* _REQUEST_: Pull out each line of the items below that contains the string "maple", matching case exactly.

Picture annotation entries:
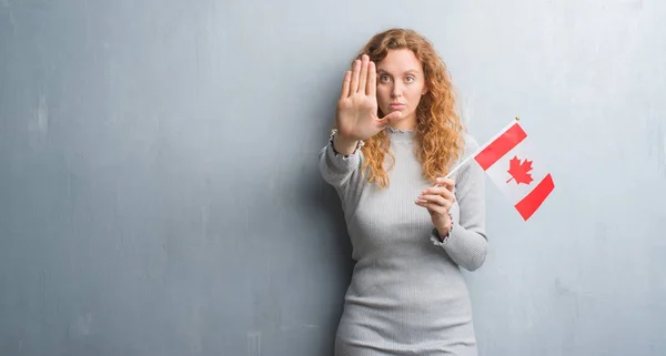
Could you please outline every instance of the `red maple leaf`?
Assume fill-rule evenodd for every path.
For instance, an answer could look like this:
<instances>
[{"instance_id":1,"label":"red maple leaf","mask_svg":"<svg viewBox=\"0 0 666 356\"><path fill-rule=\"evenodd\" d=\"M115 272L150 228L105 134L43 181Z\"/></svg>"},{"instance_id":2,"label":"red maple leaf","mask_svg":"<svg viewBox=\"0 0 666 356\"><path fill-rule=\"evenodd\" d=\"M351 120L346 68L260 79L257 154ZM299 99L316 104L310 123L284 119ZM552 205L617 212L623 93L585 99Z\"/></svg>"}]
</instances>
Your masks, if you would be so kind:
<instances>
[{"instance_id":1,"label":"red maple leaf","mask_svg":"<svg viewBox=\"0 0 666 356\"><path fill-rule=\"evenodd\" d=\"M516 184L529 184L533 181L532 174L529 173L529 171L532 171L532 161L524 160L523 163L521 163L521 160L514 155L514 157L511 159L508 164L509 167L506 172L511 174L511 179L508 179L506 183L511 182L512 180L515 180Z\"/></svg>"}]
</instances>

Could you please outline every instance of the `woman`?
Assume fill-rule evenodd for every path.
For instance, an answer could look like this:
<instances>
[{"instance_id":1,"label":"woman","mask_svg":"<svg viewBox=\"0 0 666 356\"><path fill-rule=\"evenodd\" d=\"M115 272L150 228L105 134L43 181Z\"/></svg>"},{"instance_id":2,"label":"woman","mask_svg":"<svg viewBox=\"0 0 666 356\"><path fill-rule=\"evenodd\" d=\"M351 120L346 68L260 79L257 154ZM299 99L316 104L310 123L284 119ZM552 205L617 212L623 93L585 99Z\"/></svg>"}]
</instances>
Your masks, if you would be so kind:
<instances>
[{"instance_id":1,"label":"woman","mask_svg":"<svg viewBox=\"0 0 666 356\"><path fill-rule=\"evenodd\" d=\"M478 145L431 43L374 35L344 75L334 128L320 169L356 261L335 355L476 355L460 267L486 256L484 175L465 164L444 177Z\"/></svg>"}]
</instances>

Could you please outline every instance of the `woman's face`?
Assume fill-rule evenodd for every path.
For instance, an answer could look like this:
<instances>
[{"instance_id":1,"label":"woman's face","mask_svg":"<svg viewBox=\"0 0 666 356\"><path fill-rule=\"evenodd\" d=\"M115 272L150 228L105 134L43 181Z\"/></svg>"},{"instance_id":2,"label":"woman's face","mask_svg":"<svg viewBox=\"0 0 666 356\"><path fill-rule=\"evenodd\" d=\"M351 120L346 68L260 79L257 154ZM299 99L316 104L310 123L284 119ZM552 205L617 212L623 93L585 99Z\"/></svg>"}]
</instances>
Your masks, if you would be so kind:
<instances>
[{"instance_id":1,"label":"woman's face","mask_svg":"<svg viewBox=\"0 0 666 356\"><path fill-rule=\"evenodd\" d=\"M386 115L401 111L402 118L395 129L412 130L416 126L416 106L427 92L423 65L408 49L389 50L377 68L377 105Z\"/></svg>"}]
</instances>

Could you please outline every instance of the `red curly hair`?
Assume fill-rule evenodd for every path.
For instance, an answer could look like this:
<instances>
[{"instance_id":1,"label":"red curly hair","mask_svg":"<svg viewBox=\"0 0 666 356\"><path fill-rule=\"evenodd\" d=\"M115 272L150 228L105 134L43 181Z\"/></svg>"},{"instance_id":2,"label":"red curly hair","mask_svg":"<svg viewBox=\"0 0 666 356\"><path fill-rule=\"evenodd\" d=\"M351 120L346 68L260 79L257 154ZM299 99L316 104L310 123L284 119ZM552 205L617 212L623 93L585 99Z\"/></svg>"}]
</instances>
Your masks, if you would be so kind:
<instances>
[{"instance_id":1,"label":"red curly hair","mask_svg":"<svg viewBox=\"0 0 666 356\"><path fill-rule=\"evenodd\" d=\"M446 64L436 53L432 43L410 29L391 29L375 34L361 50L357 59L367 54L371 61L381 62L389 50L408 49L423 65L427 92L416 108L415 148L416 156L423 166L423 176L433 184L435 179L448 173L464 144L462 123L455 111L455 94ZM379 110L377 115L384 116ZM363 172L369 181L380 187L389 185L389 175L383 167L389 152L390 139L386 131L365 141L361 148L364 154Z\"/></svg>"}]
</instances>

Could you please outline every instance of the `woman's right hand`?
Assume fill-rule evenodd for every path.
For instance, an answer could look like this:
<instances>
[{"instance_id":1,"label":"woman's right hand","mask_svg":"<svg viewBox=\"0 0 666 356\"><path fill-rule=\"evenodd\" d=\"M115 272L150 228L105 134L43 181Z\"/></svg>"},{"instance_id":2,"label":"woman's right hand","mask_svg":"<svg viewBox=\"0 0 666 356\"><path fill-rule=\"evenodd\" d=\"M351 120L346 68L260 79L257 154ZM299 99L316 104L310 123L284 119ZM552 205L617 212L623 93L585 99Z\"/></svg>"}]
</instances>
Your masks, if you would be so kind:
<instances>
[{"instance_id":1,"label":"woman's right hand","mask_svg":"<svg viewBox=\"0 0 666 356\"><path fill-rule=\"evenodd\" d=\"M367 54L355 60L353 71L346 71L337 101L335 124L341 140L356 143L366 140L401 119L401 112L377 118L376 68ZM346 151L346 150L345 150Z\"/></svg>"}]
</instances>

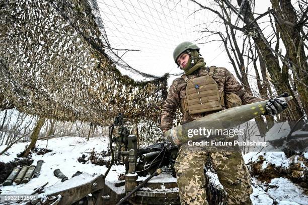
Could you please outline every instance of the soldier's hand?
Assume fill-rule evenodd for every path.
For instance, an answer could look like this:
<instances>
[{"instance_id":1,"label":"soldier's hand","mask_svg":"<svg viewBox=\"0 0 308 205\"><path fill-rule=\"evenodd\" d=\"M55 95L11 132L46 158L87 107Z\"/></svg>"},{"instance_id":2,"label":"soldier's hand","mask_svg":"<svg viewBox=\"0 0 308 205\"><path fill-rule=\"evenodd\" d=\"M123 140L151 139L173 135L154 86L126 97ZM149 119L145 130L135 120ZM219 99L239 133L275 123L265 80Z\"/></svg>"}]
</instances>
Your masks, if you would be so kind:
<instances>
[{"instance_id":1,"label":"soldier's hand","mask_svg":"<svg viewBox=\"0 0 308 205\"><path fill-rule=\"evenodd\" d=\"M287 97L286 96L285 93L284 93L283 95L283 97ZM282 110L286 108L287 106L287 103L280 99L278 98L270 99L266 103L265 105L265 110L266 110L265 114L272 116L275 115L281 112Z\"/></svg>"}]
</instances>

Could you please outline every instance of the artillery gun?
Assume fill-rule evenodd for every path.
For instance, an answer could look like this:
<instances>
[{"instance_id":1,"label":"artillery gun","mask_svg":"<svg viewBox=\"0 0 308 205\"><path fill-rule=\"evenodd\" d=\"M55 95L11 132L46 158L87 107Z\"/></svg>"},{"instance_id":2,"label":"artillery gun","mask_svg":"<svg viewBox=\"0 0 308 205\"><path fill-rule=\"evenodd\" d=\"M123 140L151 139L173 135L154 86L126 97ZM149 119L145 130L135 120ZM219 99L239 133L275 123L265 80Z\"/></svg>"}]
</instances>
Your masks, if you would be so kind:
<instances>
[{"instance_id":1,"label":"artillery gun","mask_svg":"<svg viewBox=\"0 0 308 205\"><path fill-rule=\"evenodd\" d=\"M290 97L282 100L288 101ZM214 120L216 127L230 128L237 124L233 123L235 115L241 120L248 121L264 113L267 101L222 110L200 118L198 121ZM224 117L224 118L223 118ZM224 119L229 119L223 123ZM176 127L165 133L167 141L146 148L137 149L136 136L130 135L123 126L123 115L119 115L110 129L110 146L112 160L104 175L93 179L89 174L83 173L63 182L59 185L58 191L53 187L44 190L49 198L53 197L58 204L179 204L178 189L174 177L173 164L177 156L178 146L189 139L183 132L182 126ZM193 128L195 124L189 122L185 126ZM238 123L238 122L236 122ZM191 123L191 124L190 124ZM212 124L211 124L212 125ZM118 126L117 135L113 137L115 126ZM210 127L211 128L211 127ZM115 148L112 147L115 144ZM105 180L114 162L125 165L125 180L111 183ZM147 177L149 174L149 176ZM76 186L75 182L81 184ZM74 184L69 187L67 184ZM66 188L63 190L63 187ZM223 190L208 184L208 192L214 192L215 198L210 197L212 204L222 204L225 201ZM214 189L214 190L213 190Z\"/></svg>"}]
</instances>

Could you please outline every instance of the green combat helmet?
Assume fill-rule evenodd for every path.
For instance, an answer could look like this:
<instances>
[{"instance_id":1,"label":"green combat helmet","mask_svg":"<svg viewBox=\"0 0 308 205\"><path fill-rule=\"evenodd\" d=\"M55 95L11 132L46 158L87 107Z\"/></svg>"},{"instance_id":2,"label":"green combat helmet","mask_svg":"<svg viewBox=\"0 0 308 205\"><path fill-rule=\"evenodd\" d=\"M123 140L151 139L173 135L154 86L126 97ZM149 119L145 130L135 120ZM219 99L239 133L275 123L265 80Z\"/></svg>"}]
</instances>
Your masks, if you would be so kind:
<instances>
[{"instance_id":1,"label":"green combat helmet","mask_svg":"<svg viewBox=\"0 0 308 205\"><path fill-rule=\"evenodd\" d=\"M187 49L197 50L199 52L200 48L197 46L196 44L189 41L185 41L179 44L173 51L173 59L177 64L178 64L177 63L177 59L180 55Z\"/></svg>"}]
</instances>

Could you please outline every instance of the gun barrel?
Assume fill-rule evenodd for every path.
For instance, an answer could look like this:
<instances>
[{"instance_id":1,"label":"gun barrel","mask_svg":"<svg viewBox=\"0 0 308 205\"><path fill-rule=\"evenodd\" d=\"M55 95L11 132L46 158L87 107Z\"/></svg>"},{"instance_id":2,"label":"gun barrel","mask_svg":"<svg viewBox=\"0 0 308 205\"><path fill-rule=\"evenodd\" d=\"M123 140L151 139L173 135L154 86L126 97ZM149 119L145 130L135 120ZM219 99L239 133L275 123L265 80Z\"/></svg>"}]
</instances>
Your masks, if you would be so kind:
<instances>
[{"instance_id":1,"label":"gun barrel","mask_svg":"<svg viewBox=\"0 0 308 205\"><path fill-rule=\"evenodd\" d=\"M286 102L288 102L292 98L291 96L278 98ZM268 101L265 100L241 105L209 114L184 125L174 127L166 131L165 136L168 141L175 145L181 145L189 140L203 138L200 136L189 138L187 133L182 133L184 132L182 131L184 129L183 126L194 128L198 127L201 122L206 122L209 123L202 124L202 126L206 129L229 129L265 113L265 105ZM235 119L236 119L236 120Z\"/></svg>"}]
</instances>

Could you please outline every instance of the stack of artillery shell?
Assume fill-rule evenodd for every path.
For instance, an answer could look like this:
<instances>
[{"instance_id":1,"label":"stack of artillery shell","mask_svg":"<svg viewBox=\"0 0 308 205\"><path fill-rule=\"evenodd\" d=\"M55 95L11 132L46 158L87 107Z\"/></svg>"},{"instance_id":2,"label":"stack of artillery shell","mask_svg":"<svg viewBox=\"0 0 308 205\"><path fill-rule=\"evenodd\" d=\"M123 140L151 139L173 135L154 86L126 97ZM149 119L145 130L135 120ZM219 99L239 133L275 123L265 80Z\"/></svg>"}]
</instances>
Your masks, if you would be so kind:
<instances>
[{"instance_id":1,"label":"stack of artillery shell","mask_svg":"<svg viewBox=\"0 0 308 205\"><path fill-rule=\"evenodd\" d=\"M26 173L25 176L23 178L23 180L22 181L22 184L26 184L30 181L31 177L32 176L32 173L33 173L33 170L35 168L35 165L31 165L29 167L29 169L28 169L28 171Z\"/></svg>"},{"instance_id":2,"label":"stack of artillery shell","mask_svg":"<svg viewBox=\"0 0 308 205\"><path fill-rule=\"evenodd\" d=\"M8 178L3 183L3 185L9 186L10 185L11 185L14 179L15 178L15 177L16 177L16 176L17 176L17 174L18 174L18 173L19 173L19 171L20 171L21 169L21 167L19 165L15 167L13 169L12 172L11 173L11 174L10 174L10 176L9 176L9 177L8 177Z\"/></svg>"},{"instance_id":3,"label":"stack of artillery shell","mask_svg":"<svg viewBox=\"0 0 308 205\"><path fill-rule=\"evenodd\" d=\"M25 176L25 174L26 174L26 173L27 172L28 168L29 166L27 165L24 166L23 167L22 167L21 169L20 170L20 171L18 173L18 175L14 180L14 182L15 182L16 184L20 184L20 182L23 179L23 178L24 178L24 176Z\"/></svg>"},{"instance_id":4,"label":"stack of artillery shell","mask_svg":"<svg viewBox=\"0 0 308 205\"><path fill-rule=\"evenodd\" d=\"M36 166L35 165L24 166L22 168L18 165L15 167L10 174L10 176L3 183L4 186L12 185L14 181L17 184L21 182L25 184L29 182L31 178L37 177L40 175L43 160L40 160L37 161Z\"/></svg>"},{"instance_id":5,"label":"stack of artillery shell","mask_svg":"<svg viewBox=\"0 0 308 205\"><path fill-rule=\"evenodd\" d=\"M33 175L32 175L32 178L36 178L39 176L40 175L40 172L41 171L41 168L42 167L42 165L44 162L43 160L40 160L37 161L36 163L36 167L35 169L34 169L34 171L33 171Z\"/></svg>"}]
</instances>

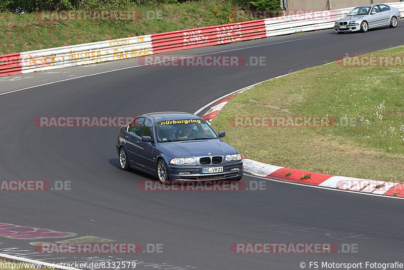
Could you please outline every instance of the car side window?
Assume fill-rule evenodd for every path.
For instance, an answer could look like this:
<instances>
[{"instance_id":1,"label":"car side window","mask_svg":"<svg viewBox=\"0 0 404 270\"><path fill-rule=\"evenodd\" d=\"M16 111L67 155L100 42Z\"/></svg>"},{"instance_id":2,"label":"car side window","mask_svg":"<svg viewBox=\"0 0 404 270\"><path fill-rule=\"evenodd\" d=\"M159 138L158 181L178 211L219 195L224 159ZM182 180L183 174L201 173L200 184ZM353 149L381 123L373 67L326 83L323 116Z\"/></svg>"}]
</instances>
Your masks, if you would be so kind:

* _COMPLETED TASK_:
Could you please outline every instance of the `red maple leaf`?
[{"instance_id":1,"label":"red maple leaf","mask_svg":"<svg viewBox=\"0 0 666 356\"><path fill-rule=\"evenodd\" d=\"M115 272L150 228L105 134L43 181Z\"/></svg>"},{"instance_id":2,"label":"red maple leaf","mask_svg":"<svg viewBox=\"0 0 666 356\"><path fill-rule=\"evenodd\" d=\"M351 120L346 68L260 79L257 154ZM299 99L316 104L310 123L284 119ZM552 205L617 212L623 93L585 99Z\"/></svg>"}]
[{"instance_id":1,"label":"red maple leaf","mask_svg":"<svg viewBox=\"0 0 666 356\"><path fill-rule=\"evenodd\" d=\"M516 184L529 184L533 181L532 174L529 173L529 171L532 171L532 161L524 160L523 163L521 163L521 160L514 155L514 157L511 159L508 164L509 167L506 172L511 174L511 179L508 179L506 183L511 182L512 180L515 180Z\"/></svg>"}]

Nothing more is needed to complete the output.